**TASK GOAL**
Starting at the beginning of the records and continuing through the line containing "[741,437,759,473]", present those lines as a numbered list, omitting any blank lines.

(Detection examples)
-- begin --

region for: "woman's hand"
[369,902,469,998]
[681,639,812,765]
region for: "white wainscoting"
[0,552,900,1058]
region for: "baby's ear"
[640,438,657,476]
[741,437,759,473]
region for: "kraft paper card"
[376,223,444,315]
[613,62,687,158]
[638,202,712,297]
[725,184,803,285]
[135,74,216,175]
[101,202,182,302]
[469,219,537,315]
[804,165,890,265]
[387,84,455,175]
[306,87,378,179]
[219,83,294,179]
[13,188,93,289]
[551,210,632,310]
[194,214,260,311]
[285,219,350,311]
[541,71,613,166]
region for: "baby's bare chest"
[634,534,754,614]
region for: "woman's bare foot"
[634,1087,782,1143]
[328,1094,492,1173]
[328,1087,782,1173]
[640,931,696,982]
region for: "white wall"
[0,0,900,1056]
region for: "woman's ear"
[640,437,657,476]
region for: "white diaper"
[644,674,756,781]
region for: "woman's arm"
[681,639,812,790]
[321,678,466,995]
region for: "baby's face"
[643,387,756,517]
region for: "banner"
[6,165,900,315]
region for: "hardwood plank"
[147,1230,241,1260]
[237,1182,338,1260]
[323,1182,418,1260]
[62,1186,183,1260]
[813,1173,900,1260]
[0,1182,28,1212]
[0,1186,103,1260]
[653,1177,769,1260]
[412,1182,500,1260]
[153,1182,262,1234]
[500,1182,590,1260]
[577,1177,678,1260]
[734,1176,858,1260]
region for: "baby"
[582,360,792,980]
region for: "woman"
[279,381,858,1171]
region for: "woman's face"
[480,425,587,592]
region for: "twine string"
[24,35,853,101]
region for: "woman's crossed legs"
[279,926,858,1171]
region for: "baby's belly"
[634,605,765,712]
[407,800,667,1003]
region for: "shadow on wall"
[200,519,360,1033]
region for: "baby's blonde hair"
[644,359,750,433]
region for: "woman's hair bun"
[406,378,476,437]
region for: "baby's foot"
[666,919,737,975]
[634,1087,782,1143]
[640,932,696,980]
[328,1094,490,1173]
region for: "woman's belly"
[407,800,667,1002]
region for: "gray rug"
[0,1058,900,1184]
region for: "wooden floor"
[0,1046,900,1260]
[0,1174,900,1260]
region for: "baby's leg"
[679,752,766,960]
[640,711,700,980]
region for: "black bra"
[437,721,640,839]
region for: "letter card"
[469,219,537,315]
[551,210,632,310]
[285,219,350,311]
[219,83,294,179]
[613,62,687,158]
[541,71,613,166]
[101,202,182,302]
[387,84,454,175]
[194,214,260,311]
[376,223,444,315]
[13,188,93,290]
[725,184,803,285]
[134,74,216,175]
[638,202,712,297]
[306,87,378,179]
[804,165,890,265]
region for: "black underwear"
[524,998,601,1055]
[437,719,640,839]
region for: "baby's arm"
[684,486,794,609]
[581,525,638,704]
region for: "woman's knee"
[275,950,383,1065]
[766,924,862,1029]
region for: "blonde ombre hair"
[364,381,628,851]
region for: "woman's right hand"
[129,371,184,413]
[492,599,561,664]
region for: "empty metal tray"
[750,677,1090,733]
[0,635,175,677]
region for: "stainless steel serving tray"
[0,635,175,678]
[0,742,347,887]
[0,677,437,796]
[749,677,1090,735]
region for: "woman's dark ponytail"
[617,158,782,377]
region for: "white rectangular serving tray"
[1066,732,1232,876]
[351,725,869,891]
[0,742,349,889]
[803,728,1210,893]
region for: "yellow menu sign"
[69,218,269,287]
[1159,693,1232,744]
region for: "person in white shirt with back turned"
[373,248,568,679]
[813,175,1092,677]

-- end --

**WRITTEN ANSWER**
1. region for: "woman's hand"
2. [369,902,469,998]
3. [681,639,812,765]
4. region for: "white wainscoting"
5. [0,552,900,1058]
6. region for: "baby's ear"
7. [640,438,657,476]
8. [741,437,759,473]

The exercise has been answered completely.